### TASK PROMPT
Format the stretch from the line containing "Kindly outline every instance of the swan's" through the end of the rows below as a Markdown table with the columns No and Text. Put a running count in No and each line in Text, and leave out blank lines.

+ + + +

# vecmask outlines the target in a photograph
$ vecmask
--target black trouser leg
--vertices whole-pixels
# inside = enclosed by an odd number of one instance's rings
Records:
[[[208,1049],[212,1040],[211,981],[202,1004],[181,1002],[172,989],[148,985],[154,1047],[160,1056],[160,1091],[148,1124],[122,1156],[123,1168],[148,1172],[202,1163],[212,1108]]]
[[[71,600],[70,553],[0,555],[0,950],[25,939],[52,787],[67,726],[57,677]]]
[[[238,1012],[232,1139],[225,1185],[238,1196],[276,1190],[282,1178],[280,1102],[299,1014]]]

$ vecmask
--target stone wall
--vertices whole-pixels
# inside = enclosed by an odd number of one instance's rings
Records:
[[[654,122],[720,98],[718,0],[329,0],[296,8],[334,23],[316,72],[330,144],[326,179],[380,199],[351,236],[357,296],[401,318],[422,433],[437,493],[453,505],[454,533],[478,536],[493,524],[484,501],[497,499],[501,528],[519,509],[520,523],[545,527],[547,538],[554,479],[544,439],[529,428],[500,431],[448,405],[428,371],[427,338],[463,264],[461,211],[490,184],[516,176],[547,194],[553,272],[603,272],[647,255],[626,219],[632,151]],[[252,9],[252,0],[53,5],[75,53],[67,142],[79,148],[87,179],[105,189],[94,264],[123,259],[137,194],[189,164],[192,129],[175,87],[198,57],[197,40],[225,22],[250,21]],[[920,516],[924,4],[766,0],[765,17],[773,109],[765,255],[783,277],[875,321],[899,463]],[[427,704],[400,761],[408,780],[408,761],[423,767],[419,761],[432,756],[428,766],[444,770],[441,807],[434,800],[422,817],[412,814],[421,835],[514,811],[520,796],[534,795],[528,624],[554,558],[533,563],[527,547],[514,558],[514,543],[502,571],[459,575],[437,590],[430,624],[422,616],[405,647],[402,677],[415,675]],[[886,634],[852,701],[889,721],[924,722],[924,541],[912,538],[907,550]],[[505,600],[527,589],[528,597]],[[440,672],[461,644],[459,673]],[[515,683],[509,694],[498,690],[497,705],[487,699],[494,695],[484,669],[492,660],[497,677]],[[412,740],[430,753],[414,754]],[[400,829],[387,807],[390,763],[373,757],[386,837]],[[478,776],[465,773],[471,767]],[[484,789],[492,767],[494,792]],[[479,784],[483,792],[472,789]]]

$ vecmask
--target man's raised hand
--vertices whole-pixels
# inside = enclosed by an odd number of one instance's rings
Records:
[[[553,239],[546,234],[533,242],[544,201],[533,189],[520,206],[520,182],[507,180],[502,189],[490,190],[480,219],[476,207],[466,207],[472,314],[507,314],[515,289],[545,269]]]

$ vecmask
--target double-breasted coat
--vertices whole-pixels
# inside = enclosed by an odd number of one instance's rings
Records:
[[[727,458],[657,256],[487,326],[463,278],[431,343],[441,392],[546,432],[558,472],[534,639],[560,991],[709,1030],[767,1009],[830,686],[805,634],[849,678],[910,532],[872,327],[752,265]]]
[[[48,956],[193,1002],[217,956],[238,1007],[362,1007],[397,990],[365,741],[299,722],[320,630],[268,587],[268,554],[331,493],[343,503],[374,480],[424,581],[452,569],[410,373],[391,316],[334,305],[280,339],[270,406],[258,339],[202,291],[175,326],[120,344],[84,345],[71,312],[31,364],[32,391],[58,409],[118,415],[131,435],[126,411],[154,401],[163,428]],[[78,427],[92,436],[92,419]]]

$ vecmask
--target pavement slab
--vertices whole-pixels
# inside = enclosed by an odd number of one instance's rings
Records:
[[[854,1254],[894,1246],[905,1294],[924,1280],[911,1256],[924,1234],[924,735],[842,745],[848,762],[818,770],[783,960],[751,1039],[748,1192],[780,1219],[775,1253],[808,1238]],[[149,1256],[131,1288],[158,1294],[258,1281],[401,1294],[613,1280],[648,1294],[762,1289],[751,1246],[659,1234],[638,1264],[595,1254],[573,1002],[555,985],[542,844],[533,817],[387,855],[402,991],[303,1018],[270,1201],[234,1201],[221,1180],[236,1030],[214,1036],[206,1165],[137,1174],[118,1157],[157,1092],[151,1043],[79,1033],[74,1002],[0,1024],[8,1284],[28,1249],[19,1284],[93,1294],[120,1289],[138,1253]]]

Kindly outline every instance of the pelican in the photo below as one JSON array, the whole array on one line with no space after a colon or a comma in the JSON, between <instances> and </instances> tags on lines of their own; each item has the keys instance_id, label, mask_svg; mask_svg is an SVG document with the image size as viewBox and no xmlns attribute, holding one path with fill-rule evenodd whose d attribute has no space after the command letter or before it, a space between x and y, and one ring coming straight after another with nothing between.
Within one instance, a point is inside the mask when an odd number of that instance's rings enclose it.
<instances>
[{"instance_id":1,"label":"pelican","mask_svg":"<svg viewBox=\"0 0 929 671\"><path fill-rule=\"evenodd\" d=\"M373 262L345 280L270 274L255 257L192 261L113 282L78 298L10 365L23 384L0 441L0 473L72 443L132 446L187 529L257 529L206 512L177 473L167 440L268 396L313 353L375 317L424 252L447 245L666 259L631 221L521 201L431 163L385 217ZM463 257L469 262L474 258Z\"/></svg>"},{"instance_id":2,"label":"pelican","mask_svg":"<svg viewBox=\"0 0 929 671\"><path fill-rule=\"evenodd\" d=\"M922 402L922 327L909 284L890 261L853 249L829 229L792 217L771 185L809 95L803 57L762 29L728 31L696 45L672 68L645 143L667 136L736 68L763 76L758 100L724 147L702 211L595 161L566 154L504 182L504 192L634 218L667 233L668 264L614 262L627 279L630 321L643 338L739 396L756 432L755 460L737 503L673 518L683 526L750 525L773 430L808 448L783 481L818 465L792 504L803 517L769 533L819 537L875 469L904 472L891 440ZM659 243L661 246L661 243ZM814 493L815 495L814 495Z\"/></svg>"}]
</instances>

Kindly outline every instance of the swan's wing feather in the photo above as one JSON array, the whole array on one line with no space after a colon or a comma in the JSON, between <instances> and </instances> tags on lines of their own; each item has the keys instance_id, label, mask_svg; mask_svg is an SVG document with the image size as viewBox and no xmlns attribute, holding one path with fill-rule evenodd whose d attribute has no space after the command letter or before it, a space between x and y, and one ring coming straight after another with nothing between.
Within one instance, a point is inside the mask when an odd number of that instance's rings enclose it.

+ + + +

### EXERCISE OUTPUT
| No | Text |
|---|---|
| 1 | Kindly outline every instance of the swan's wing feather in the photo above as one JSON array, the whole array on one line with no space after a colon or a comma in the JSON, between <instances> and </instances> tags on lines of their own; each item has the keys instance_id, label, mask_svg; mask_svg is an SVG document with the image size as viewBox and no xmlns attribute, holding one path with fill-rule evenodd whose d attribute has no space after the command letter or before it, a space between x and y, and one ring coming straight after another with nothing between. |
| 2 | Within one instance, a point is inside the mask when an odd number of that instance's rings enclose it. |